Records from a collection
*** Begin section ***

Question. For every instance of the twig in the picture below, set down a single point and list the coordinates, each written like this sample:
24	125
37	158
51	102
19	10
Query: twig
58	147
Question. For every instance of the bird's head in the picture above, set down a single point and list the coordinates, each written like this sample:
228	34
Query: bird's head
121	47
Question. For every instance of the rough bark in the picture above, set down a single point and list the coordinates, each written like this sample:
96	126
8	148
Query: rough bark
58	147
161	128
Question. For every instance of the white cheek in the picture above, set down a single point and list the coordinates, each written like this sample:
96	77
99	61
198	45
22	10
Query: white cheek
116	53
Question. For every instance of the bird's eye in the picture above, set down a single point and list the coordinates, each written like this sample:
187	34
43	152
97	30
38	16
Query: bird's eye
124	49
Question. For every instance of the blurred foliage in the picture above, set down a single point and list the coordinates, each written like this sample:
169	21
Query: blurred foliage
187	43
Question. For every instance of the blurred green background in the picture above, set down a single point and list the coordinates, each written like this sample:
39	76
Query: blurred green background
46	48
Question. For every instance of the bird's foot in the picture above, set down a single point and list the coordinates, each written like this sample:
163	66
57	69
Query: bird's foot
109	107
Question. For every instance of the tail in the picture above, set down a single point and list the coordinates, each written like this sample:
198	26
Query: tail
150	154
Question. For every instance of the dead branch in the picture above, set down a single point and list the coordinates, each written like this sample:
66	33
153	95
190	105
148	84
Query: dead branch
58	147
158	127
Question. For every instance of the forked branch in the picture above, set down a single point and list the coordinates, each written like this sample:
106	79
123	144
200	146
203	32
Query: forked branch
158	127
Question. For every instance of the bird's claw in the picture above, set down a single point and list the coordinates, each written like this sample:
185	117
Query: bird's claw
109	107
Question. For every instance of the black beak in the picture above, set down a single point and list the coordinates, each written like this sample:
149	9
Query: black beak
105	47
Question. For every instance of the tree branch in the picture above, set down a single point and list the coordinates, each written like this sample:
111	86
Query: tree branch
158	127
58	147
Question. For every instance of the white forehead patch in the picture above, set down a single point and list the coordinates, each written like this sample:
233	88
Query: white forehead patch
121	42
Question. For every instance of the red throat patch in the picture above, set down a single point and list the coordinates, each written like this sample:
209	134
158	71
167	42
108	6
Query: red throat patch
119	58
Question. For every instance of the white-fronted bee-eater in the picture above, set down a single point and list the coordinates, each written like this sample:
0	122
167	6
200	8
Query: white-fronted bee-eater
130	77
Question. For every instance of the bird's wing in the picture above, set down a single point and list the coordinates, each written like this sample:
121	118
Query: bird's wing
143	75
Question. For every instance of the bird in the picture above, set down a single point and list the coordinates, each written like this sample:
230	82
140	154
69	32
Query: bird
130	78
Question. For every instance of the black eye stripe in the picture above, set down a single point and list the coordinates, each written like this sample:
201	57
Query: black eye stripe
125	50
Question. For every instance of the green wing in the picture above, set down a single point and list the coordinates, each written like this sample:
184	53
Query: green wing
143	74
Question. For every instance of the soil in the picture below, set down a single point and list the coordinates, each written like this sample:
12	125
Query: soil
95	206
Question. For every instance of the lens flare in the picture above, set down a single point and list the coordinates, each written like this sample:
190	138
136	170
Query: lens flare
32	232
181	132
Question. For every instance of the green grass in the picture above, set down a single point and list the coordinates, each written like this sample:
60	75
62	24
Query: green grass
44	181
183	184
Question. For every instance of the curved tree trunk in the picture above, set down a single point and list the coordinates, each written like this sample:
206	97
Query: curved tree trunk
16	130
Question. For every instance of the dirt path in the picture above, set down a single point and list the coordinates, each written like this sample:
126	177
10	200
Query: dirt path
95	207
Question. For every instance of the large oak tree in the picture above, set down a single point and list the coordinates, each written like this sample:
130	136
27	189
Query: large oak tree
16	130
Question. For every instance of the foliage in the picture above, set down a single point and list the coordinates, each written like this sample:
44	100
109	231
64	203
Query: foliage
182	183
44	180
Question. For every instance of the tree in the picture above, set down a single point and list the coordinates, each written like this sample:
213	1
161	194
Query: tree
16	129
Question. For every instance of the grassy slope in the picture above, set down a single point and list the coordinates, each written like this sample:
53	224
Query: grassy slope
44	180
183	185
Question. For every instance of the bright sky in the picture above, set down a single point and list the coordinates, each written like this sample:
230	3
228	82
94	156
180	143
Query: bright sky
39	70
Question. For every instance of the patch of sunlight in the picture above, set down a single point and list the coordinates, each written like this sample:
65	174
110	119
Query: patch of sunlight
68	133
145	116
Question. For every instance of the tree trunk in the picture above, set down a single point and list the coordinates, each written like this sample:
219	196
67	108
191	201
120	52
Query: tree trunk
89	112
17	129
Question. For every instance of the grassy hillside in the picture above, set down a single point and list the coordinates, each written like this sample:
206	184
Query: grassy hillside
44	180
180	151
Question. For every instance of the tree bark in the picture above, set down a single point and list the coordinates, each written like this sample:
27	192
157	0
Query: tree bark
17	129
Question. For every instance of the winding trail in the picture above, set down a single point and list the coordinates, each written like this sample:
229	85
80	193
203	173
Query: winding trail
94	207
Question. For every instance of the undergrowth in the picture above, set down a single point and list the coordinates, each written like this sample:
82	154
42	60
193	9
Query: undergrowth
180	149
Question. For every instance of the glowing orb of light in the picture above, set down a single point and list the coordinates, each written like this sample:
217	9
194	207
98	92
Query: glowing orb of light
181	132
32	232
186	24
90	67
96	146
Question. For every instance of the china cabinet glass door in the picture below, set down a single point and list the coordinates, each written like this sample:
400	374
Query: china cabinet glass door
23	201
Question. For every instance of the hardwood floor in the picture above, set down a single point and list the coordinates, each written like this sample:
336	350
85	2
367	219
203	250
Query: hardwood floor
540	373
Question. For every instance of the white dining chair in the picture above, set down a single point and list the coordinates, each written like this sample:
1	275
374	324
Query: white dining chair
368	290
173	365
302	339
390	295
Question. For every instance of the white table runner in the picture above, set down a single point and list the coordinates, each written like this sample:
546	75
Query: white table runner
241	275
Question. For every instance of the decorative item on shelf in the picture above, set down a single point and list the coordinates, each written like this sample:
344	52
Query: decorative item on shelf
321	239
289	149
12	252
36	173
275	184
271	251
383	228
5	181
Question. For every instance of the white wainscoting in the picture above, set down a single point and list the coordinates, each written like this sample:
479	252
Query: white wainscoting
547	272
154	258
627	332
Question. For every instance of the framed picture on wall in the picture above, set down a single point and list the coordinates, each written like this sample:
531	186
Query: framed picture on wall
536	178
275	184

*** End section ***

→ Task to carry out:
Check every line of the records, and copy the ones that hold the word "below".

→ Response to this exercise:
Question. For every instance of the twig in the picture below, set down a single point and list the coordinates, each written like this sample:
Question. For every instance of the soil in the picture below, set down a single point and list the coordinates, each written like this sample:
Question. For every instance of the china cabinet glass door in the picture below, set down a single point and list the coordinates, each written like this sample:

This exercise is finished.